10-X Header Data

Download the data


This dataset captures all of the information in the header section of 10-K/Qs (and all variants) filed on EDGAR. The headers appear in the required ".txt" filing, which includes the complete filing, and are demarcated with the tags <SEC-Header> </SEC-Header> or <IMS-Header></IMS-Header>. Although the filing format is essentially stable over its entire history, a few structural quirks are worth noting:

  • Early periods (pre-1999) included a field labeled SROS, presumably self-regulatory organizations, that indicated exchange listing (e.g., NASD, NYSE). We have not included this field in the derived data.
  • A field labeled ITEM INFORMATION appears in only two documents and appears to be an artifact of a required field in 8-K filings. We have not included this field in the derived data.
  • The ACCEPTANCE-DATETIME field did not begin appearing consistently until 20020515.
  • Missing values are blank.

— TASK A —
Reproduce the full page on 10-X header data, word for word.

— LISTING —
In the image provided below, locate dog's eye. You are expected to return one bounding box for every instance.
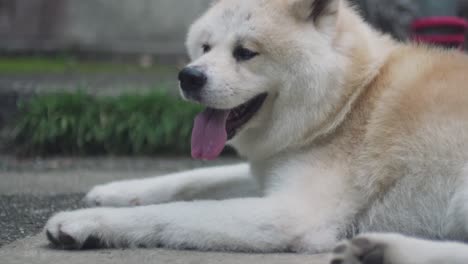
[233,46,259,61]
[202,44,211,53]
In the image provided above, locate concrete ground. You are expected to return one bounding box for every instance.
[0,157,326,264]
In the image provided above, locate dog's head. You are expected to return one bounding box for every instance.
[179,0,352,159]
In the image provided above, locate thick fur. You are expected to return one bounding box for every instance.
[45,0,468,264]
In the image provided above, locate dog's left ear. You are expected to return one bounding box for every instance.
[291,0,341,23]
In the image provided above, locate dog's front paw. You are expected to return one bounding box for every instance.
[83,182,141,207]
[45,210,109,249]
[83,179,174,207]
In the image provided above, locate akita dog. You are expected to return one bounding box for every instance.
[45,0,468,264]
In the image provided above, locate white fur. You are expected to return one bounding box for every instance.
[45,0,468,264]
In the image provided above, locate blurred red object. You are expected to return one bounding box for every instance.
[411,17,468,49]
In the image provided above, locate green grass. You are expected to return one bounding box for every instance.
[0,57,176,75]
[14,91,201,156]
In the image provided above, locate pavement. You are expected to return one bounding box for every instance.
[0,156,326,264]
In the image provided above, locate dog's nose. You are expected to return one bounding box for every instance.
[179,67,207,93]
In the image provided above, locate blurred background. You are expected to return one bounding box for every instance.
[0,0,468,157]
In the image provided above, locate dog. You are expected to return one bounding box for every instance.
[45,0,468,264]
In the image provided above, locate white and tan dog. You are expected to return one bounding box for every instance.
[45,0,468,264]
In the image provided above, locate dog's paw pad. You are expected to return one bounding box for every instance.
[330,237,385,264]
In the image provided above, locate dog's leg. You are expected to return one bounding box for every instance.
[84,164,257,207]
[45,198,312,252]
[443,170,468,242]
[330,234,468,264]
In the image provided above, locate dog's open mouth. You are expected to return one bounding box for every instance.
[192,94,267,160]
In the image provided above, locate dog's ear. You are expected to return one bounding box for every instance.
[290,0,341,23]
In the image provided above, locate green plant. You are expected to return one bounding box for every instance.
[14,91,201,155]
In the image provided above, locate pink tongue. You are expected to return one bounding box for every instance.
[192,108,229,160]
==
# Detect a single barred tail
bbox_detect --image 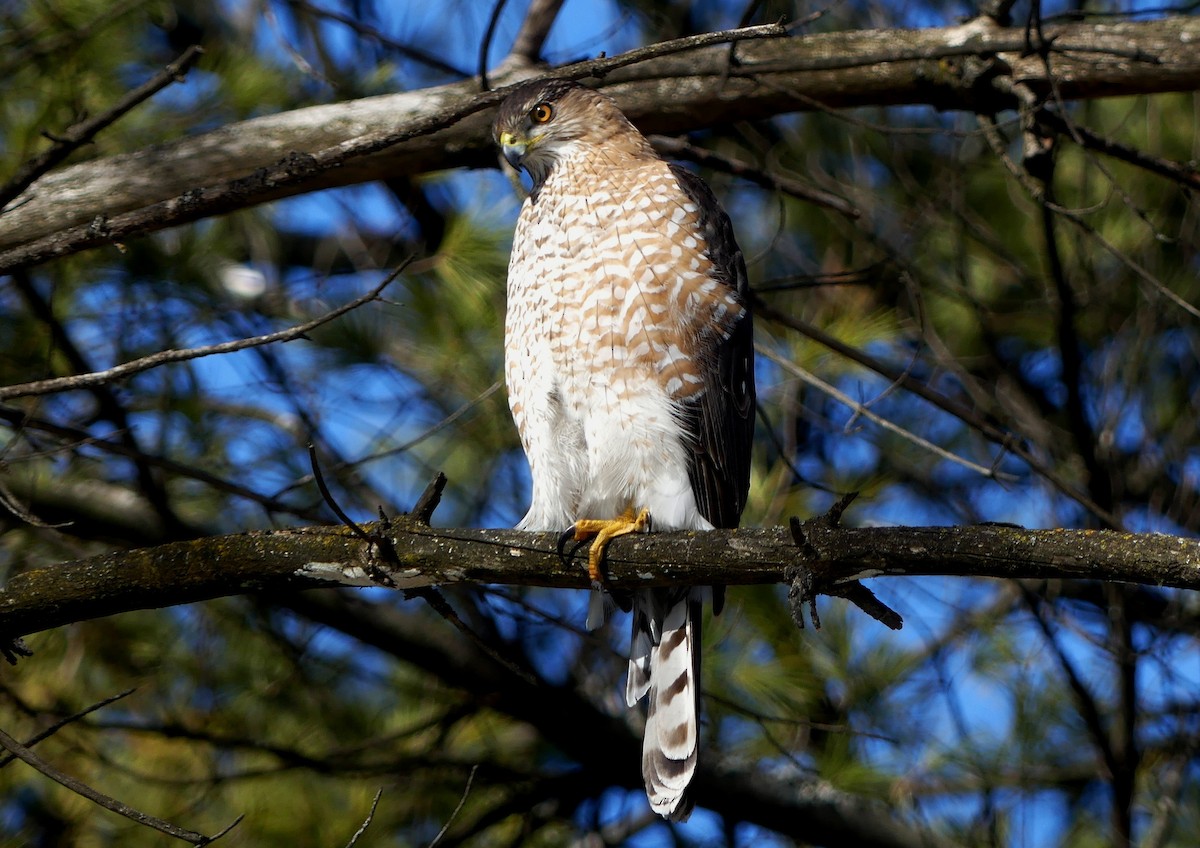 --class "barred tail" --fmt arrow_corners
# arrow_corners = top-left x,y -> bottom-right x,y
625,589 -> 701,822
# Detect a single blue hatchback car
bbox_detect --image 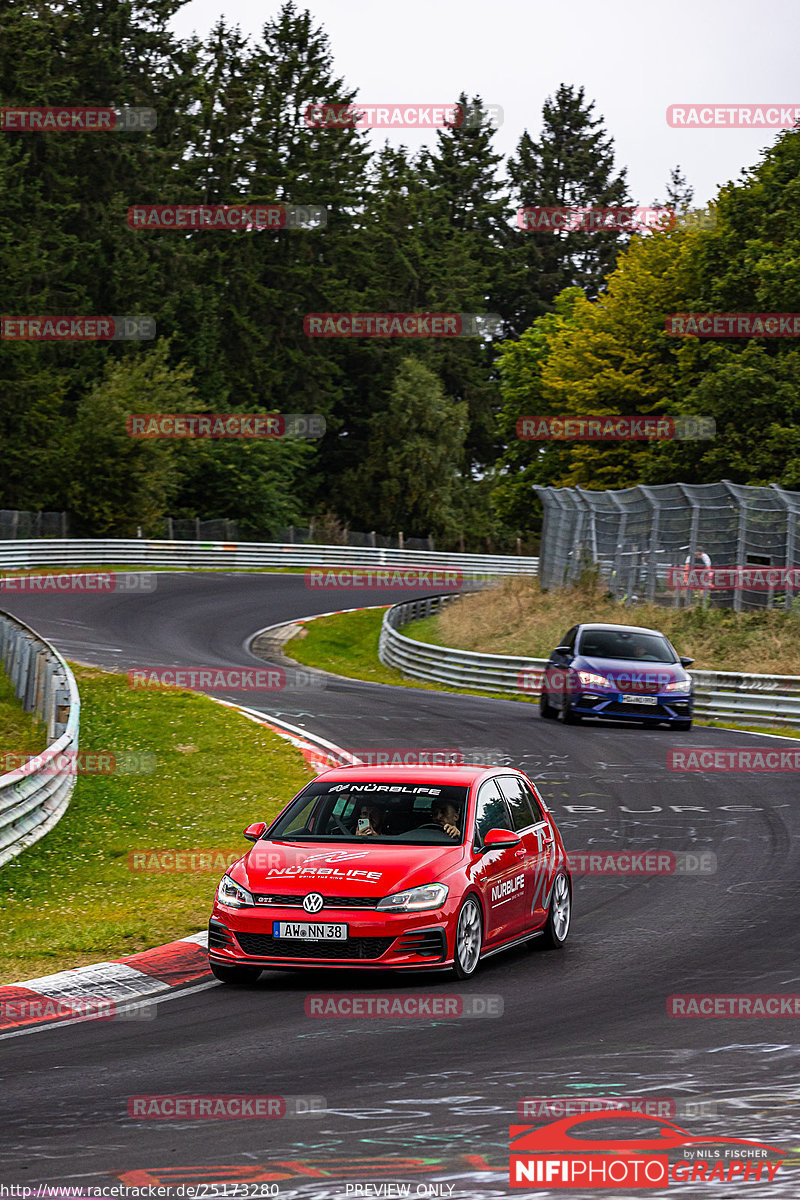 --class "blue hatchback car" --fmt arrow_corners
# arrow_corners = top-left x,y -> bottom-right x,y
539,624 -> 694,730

— TASK B —
Write out the entries again, from the line with "In the image provided below, locate" up to and including the line with "[0,156,326,264]". Keep the requests unchanged, but multiply every bounding box coordinate in the answers by 2.5 and round to whole numbers (halves go up); leave the pictures out.

— TASK RESULT A —
10-X Header Data

Download the data


This dataset captures all of the information in the header section of 10-K/Qs (and all variants) filed on EDGAR. The headers appear in the required ".txt" filing, which includes the complete filing, and are demarcated with the tags <SEC-Header> </SEC-Header> or <IMS-Header></IMS-Header>. Although the filing format is essentially stable over its entire history, a few structural quirks are worth noting:

  • Early periods (pre-1999) included a field labeled SROS, presumably self-regulatory organizations, that indicated exchange listing (e.g., NASD, NYSE). We have not included this field in the derived data.
  • A field labeled ITEM INFORMATION appears in only two documents and appears to be an artifact of a required field in 8-K filings. We have not included this field in the derived data.
  • The ACCEPTANCE-DATETIME field did not begin appearing consistently until 20020515.
  • Missing values are blank.

— TASK RESULT B —
In the image provided below, locate dog's eye. You are expected to return one bounding box for every instance.
[583,115,648,153]
[505,110,528,133]
In the image provided above, locate concrete ground. You are expected to return one bounding box for every instance.
[0,393,815,660]
In the image provided above, locate dog's head. You are expected to return one bounding box for every instance.
[448,0,880,398]
In the image provided above, locate thick fur. You are expected to return one bounding box for every instance.
[113,0,1170,660]
In the image provided above, locate dog's left ear. You are expected to return one bounding box for every instance.
[728,0,853,58]
In the image provided above, locate dog's front paw. You are expected to return one bounding box for every instance.
[208,455,353,518]
[113,525,273,623]
[208,448,435,518]
In the image provided above, locate akita dog. You are expected to return one bounding box for every instance.
[113,0,1170,660]
In the image provided above, locate white fur. You are expected to return one bounding box for every instance.
[113,0,1170,660]
In the image provided above, locate blurred red object. You are expected to return one bounding box for every instance.
[1028,43,1170,123]
In the image provided above, locate green grass. You are expected to return one bounding box for every instance.
[0,143,440,188]
[35,228,503,390]
In the image provided above, locate pavement. You are expected to return one bounding box for every instance.
[0,390,815,660]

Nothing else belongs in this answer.